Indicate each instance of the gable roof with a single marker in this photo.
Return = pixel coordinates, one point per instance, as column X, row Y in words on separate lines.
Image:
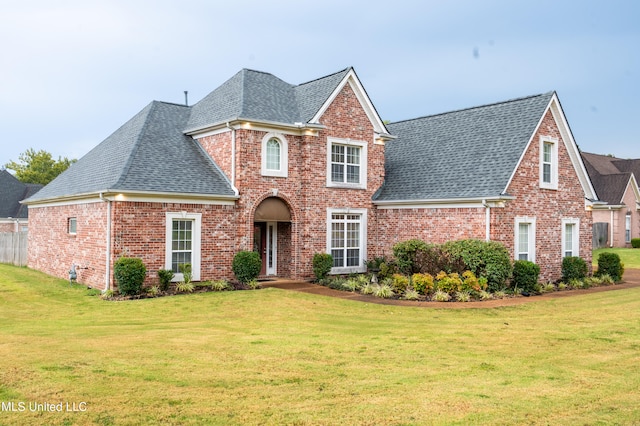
column 149, row 153
column 260, row 96
column 12, row 191
column 470, row 153
column 611, row 176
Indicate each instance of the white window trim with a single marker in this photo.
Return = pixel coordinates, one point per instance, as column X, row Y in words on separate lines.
column 363, row 239
column 284, row 156
column 627, row 227
column 554, row 162
column 532, row 237
column 363, row 163
column 75, row 222
column 196, row 243
column 575, row 237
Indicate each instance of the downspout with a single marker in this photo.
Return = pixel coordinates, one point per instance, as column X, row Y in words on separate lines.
column 233, row 155
column 107, row 279
column 487, row 220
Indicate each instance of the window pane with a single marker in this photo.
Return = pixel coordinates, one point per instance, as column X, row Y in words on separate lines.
column 273, row 154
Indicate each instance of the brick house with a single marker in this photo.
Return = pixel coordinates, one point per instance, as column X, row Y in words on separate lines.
column 13, row 215
column 615, row 182
column 292, row 170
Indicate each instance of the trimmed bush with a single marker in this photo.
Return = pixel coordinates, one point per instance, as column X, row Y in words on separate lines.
column 165, row 276
column 246, row 266
column 399, row 283
column 448, row 283
column 525, row 275
column 322, row 264
column 405, row 254
column 489, row 259
column 610, row 264
column 129, row 273
column 574, row 267
column 422, row 283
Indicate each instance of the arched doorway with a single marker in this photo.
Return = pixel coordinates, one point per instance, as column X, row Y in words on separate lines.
column 272, row 235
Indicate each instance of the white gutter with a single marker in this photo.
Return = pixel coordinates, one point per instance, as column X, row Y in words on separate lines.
column 108, row 248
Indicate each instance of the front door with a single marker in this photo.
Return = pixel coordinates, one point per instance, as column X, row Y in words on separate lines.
column 265, row 242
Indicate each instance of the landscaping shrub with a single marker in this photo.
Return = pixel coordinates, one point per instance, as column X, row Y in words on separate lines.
column 322, row 264
column 246, row 266
column 525, row 275
column 433, row 259
column 448, row 283
column 574, row 267
column 422, row 283
column 129, row 273
column 399, row 283
column 610, row 264
column 405, row 254
column 488, row 259
column 165, row 276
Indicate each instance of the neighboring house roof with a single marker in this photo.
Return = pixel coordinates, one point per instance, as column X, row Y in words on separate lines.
column 260, row 96
column 150, row 153
column 469, row 153
column 611, row 176
column 12, row 191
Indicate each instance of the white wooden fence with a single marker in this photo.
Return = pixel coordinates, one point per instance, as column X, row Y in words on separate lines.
column 13, row 248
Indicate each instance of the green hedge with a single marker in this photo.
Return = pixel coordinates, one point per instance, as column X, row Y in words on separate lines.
column 129, row 273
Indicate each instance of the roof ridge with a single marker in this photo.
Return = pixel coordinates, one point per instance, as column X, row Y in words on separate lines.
column 322, row 78
column 475, row 107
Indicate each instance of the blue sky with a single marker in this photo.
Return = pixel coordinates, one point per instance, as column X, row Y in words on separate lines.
column 72, row 72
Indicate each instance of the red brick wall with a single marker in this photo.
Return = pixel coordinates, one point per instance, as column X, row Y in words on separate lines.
column 53, row 250
column 548, row 206
column 432, row 225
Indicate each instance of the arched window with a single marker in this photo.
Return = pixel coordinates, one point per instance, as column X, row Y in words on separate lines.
column 274, row 155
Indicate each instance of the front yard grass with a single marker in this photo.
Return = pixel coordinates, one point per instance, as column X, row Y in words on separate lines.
column 630, row 257
column 279, row 357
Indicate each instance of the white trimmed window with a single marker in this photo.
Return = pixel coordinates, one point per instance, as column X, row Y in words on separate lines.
column 570, row 237
column 525, row 239
column 346, row 163
column 183, row 243
column 346, row 239
column 548, row 162
column 275, row 157
column 72, row 225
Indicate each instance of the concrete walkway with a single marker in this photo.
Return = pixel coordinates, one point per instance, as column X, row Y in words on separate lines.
column 631, row 278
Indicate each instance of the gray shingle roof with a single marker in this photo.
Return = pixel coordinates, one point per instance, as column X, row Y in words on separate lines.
column 469, row 153
column 610, row 175
column 261, row 96
column 12, row 191
column 148, row 153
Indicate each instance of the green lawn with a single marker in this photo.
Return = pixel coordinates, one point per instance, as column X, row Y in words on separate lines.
column 630, row 257
column 278, row 357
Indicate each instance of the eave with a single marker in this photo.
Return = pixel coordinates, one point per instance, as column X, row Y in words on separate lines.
column 134, row 196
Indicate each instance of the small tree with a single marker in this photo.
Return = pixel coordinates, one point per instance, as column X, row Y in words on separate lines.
column 246, row 266
column 129, row 273
column 322, row 264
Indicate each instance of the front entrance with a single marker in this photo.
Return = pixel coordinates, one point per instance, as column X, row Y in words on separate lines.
column 271, row 218
column 265, row 242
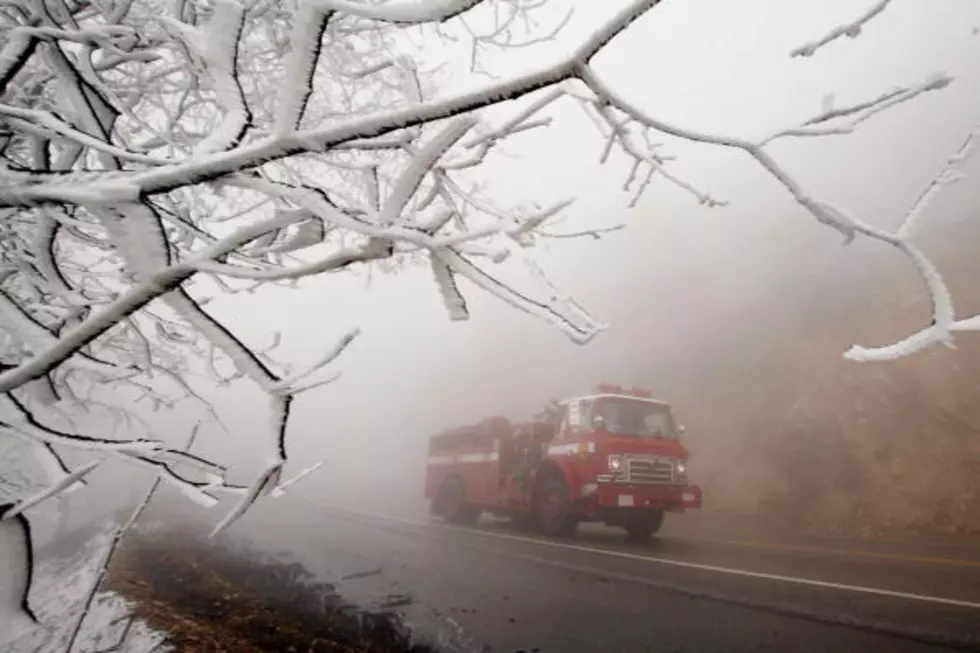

+ + + +

From the records above, pull every line that carries the word "window".

SOLUTION TO THIS TASK:
Indicate each instance of the white window trim with a single marker in this photo.
Indicate each instance of the window pane with a single marker in this photo.
Indicate each instance of the arched window with a single marker in this photo.
Indicate each instance of the white trimmed window with a single marker in this photo.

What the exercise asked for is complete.